### Exercise requirements
Reproduce every one of the lines below word for word, leaving out the pictures.

### Excerpted records
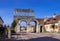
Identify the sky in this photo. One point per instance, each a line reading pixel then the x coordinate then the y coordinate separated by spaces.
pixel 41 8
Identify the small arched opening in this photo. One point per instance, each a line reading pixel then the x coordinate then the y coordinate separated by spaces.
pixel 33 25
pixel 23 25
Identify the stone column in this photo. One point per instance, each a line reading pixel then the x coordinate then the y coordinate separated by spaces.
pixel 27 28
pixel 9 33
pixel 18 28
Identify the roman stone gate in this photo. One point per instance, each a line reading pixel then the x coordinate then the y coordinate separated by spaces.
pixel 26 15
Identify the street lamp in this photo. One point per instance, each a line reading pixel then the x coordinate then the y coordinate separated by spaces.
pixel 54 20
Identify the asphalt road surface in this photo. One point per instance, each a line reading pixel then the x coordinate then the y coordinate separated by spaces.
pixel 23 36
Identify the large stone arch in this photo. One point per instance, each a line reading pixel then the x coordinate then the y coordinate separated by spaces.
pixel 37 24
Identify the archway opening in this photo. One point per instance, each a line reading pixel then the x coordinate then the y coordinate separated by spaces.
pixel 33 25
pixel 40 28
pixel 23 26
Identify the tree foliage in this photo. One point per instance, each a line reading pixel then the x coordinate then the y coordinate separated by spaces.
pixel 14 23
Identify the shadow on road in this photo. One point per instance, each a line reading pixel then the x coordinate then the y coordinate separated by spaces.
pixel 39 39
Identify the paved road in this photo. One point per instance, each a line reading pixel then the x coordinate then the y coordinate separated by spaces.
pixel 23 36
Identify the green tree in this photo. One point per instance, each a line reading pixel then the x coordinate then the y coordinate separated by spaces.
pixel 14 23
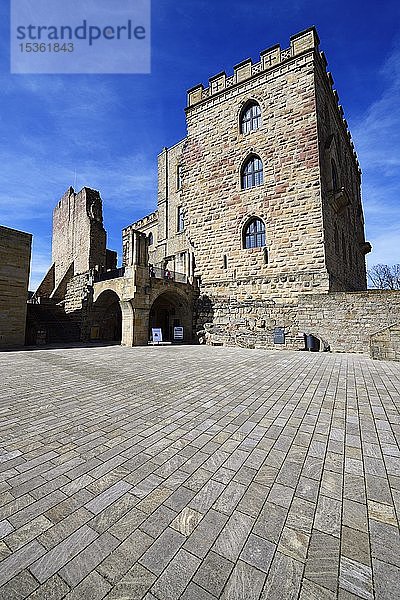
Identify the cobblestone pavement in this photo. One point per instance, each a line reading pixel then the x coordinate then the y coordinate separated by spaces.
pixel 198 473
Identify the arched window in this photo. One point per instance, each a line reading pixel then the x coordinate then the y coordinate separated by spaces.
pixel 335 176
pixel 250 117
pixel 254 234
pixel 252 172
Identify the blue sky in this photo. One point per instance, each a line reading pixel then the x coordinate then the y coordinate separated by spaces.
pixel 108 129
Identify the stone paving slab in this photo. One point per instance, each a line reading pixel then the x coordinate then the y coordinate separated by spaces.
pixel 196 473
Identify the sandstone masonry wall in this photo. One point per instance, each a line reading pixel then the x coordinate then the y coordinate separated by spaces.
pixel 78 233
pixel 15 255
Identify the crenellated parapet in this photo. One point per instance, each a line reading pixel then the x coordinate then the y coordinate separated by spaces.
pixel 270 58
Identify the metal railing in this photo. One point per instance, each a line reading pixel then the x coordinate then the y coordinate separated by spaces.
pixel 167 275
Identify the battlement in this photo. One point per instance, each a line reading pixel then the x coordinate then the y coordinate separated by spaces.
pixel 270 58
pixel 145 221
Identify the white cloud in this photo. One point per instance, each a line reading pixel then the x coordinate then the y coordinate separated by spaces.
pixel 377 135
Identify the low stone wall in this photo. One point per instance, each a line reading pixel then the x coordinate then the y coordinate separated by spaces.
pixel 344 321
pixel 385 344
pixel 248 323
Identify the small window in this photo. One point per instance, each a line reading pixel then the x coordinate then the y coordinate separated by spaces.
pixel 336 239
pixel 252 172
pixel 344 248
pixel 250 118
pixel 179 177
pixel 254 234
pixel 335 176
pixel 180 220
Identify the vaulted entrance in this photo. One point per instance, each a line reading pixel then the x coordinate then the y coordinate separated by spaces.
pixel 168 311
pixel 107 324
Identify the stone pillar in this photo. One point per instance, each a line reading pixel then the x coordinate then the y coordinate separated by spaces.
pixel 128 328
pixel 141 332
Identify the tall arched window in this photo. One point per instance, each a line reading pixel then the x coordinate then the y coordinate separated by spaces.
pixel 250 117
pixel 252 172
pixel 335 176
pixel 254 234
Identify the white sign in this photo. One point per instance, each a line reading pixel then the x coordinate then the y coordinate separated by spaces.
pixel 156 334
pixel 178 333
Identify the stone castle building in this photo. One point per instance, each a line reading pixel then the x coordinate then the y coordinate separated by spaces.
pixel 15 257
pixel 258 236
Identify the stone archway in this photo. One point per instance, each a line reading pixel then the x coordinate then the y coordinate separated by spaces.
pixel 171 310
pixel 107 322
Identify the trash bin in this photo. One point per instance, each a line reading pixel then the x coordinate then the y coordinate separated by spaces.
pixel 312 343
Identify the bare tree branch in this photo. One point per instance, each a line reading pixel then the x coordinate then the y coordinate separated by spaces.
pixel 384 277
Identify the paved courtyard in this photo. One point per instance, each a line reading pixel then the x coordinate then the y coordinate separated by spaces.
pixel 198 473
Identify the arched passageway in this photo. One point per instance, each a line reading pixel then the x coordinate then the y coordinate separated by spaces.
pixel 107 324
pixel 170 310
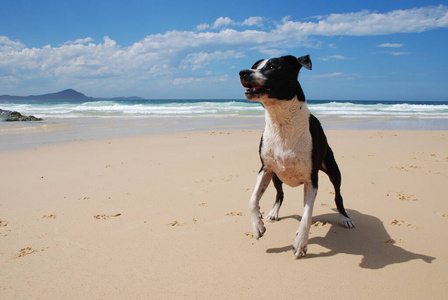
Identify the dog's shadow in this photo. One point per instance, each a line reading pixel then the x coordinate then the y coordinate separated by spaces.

### Task output
Identify the sky in this photo. One point per instance, each a line reading pixel then the x coordinate then the y coordinate separated by spaces.
pixel 41 8
Identify the small arched opening in this photo. One point per instance, each a line reading pixel then the x coordinate then the y coordinate separated by spaces.
pixel 33 25
pixel 23 25
Identify the stone column in this photo. One point per instance, each a line reading pixel then the x coordinate then the y coordinate separated by spaces.
pixel 27 28
pixel 9 33
pixel 18 28
Identify the roman stone gate in this photo. One point per instance, each a line reading pixel then the x coordinate then the y coordinate separated by spaces.
pixel 26 15
Identify the street lamp in this photo. One point per instance, each a line reading pixel then the x coordinate then the y coordinate separated by spaces.
pixel 54 20
Identify the asphalt road surface in this photo. One point per instance, each a line reading pixel then the x coordinate then the y coordinate separated by spaces.
pixel 23 36
Identify the large stone arch in this photo. One point per instance, each a line reading pixel then the x coordinate then the y coordinate separated by spaces.
pixel 37 24
Identify the archway opening in this photo. One point per instance, each a line reading pixel then the x coordinate then the y coordinate separated by spaces.
pixel 33 25
pixel 40 28
pixel 23 26
Identify the tree foliage in this photo. One point per instance, each a line reading pixel then the x coordinate then the y coordinate separated by spaces.
pixel 14 23
Identify the shadow on road in this photo. One point per instance, each a line reading pixel then the x coordinate then the y coordinate separated by spaces.
pixel 39 39
Identify the paved road in this photo. One point per instance, each a line reading pixel then the x coordinate then the y coordinate separated by spaces.
pixel 23 36
Identify the green tree in this photo. One point per instance, each a line reading pixel then the x coordinate then the y coordinate separated by spaces.
pixel 14 23
Identify the cobblestone pavement in this photo. One point per instance, each a line reading pixel then the x coordinate then the y coordinate separated by spaces.
pixel 198 473
Identify the arched window in this photo. One point per instance, each a line reading pixel then the x coordinate then the y coordinate separated by spaces.
pixel 335 176
pixel 250 117
pixel 254 234
pixel 252 172
Identify the blue sky in this photo. One point per instance, each a line reading pixel then the x coordinate then the y coordinate separated by spaces.
pixel 108 129
Identify the stone paving slab in this photo. One point per instance, each a line reading pixel then the x coordinate then the y coordinate separated by spaces.
pixel 196 473
Identify the sandstone masonry wall in this photo. One point per instance, each a line reading pixel then the x coordinate then the y coordinate separated by spaces.
pixel 78 233
pixel 15 255
Identify the crenellated parapet in this photo. One point per instance, each a line reading pixel then the x coordinate then the y coordinate separated by spaces.
pixel 270 58
Identify the metal railing in this photo. One point per instance, each a line reading pixel then the x coordinate then the y coordinate separated by spaces.
pixel 167 275
Identify the battlement in this photo. One point per instance, each a line reading pixel then the x coordinate then the y coordinate separated by spaces.
pixel 270 58
pixel 145 221
Identify the white cloud in this photo. One point per instance, each a line reading pixel then the x coordinate then the y coordinate separated by spaces.
pixel 377 135
Identify the low stone wall in this photo. One point per instance, each a line reading pixel then the x coordinate then the y coordinate separated by spaces.
pixel 344 321
pixel 385 344
pixel 248 323
Identify the small window in this photo. One point per instance, each a line reading pixel then the x coordinate then the y coordinate separated by spaces.
pixel 336 239
pixel 252 172
pixel 344 248
pixel 250 118
pixel 179 177
pixel 254 234
pixel 335 176
pixel 180 220
Identify the vaulted entrance in this photo. One point per instance, each a line reading pixel then the x coordinate then the y coordinate separated by spaces.
pixel 168 311
pixel 107 324
Identify the stone pillar in this photo. One point per instance, each a line reading pixel then the x coordinate then the y coordinate separated by spaces.
pixel 128 328
pixel 141 332
Identify the tall arched window in this photo. One point per instance, each a line reading pixel then the x coordinate then the y coordinate separated by spaces.
pixel 250 117
pixel 252 172
pixel 335 176
pixel 254 234
Identify the white sign in this photo. One point per instance, each a line reading pixel then the x coordinate then the y coordinate separated by spaces.
pixel 156 334
pixel 178 333
Identify the stone castle building in this photo. One point per instance, each a line reading pixel then the x coordinate then the y coordinate separated by spaces.
pixel 15 257
pixel 258 236
Identify the stone archway in this photo. One point per instance, each a line reading pixel then the x coordinate then the y coordinate separated by spaces.
pixel 171 310
pixel 107 322
Identify the trash bin in this photo. One point per instance, each a line reading pixel then the x coordinate then the y coordinate separated by spaces.
pixel 312 343
Identify the bare tree branch in this photo. One point per instance, each a line reading pixel then the x coordinate then the y coordinate separated by spaces.
pixel 384 277
Identify the paved courtyard in this photo. One point per instance, each a line reading pixel then the x coordinate then the y coordinate separated by spaces.
pixel 198 473
Identify the arched passageway in this photo. One point per instance, each a line reading pixel then the x coordinate then the y coordinate separated by spaces.
pixel 107 324
pixel 170 310
Identify the dog's shadow in this photo. One point per instance, each a line reading pixel then the x coordinate then the y coordinate separated by spaces.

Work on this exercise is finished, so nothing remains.